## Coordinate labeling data
§
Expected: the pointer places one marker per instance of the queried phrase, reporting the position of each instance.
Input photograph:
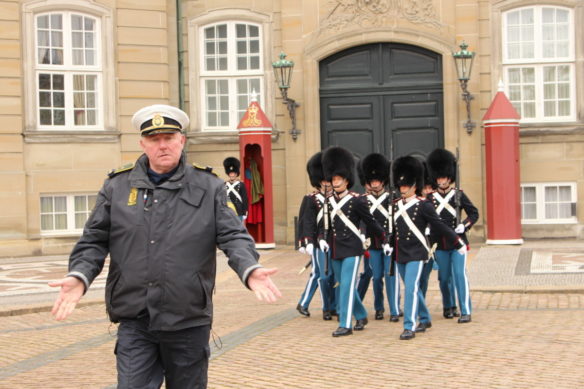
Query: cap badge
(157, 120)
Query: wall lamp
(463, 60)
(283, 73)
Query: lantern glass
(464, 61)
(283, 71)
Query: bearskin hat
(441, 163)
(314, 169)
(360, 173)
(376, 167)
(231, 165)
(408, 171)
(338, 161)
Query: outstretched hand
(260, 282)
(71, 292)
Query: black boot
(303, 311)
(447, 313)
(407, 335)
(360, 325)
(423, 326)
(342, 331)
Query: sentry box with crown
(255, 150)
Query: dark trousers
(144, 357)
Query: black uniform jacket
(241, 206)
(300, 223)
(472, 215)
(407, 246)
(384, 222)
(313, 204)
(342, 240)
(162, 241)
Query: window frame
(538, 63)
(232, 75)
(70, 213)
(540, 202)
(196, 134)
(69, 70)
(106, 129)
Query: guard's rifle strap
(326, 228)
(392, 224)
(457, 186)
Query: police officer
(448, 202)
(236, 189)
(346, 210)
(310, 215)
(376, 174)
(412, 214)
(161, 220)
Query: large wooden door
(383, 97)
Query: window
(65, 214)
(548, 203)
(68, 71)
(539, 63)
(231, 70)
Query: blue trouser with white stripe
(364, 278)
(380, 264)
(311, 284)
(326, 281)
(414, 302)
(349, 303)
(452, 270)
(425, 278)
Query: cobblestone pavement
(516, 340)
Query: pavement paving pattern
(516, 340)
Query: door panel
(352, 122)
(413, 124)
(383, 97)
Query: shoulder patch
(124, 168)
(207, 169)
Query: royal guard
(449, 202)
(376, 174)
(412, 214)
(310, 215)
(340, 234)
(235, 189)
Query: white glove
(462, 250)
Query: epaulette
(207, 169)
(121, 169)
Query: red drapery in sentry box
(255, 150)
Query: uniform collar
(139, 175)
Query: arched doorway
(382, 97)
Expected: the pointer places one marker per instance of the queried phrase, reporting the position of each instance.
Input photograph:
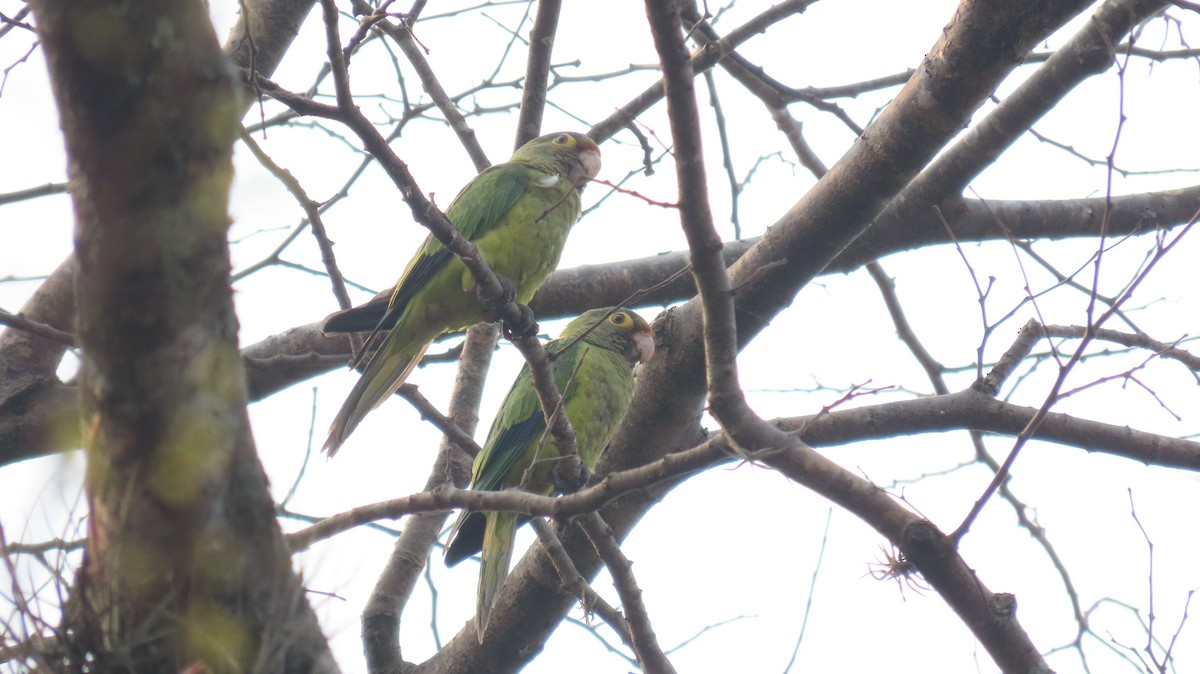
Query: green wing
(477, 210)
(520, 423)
§
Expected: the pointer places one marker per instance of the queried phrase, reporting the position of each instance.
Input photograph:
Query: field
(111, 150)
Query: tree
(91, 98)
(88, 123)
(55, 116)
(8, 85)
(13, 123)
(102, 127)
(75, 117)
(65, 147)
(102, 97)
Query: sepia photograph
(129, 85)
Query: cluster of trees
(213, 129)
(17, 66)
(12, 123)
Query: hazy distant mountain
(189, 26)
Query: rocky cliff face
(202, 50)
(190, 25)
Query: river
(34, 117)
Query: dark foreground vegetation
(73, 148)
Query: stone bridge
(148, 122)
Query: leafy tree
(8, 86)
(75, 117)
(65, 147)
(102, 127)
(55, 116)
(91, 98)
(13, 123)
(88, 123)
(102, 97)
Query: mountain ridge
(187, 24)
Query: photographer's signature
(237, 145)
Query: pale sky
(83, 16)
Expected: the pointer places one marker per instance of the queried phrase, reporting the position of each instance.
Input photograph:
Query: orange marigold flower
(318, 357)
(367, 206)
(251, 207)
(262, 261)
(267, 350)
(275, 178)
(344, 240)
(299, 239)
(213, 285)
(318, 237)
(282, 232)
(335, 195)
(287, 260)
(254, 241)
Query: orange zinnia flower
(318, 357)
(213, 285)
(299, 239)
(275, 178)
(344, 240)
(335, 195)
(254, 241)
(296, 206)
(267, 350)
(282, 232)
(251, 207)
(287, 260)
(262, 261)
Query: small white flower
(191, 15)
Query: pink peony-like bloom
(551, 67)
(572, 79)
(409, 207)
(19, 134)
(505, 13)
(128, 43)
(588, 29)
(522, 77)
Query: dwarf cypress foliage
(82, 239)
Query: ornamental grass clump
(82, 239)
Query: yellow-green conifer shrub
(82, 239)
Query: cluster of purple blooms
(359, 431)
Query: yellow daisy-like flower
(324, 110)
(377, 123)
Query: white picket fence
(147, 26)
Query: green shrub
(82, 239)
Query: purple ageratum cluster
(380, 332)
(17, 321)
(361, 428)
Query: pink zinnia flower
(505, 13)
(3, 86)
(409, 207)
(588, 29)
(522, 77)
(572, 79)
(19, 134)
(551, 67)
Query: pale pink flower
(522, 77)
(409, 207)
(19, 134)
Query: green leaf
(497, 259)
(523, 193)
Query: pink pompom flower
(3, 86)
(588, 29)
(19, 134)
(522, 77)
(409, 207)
§
## EXERCISE OBJECTIVE
Gather every line of the entries above that contains the string "with". Case counts.

## WORKED ANSWER
Query: sentry box with crown
Query: blue trouser with white stripe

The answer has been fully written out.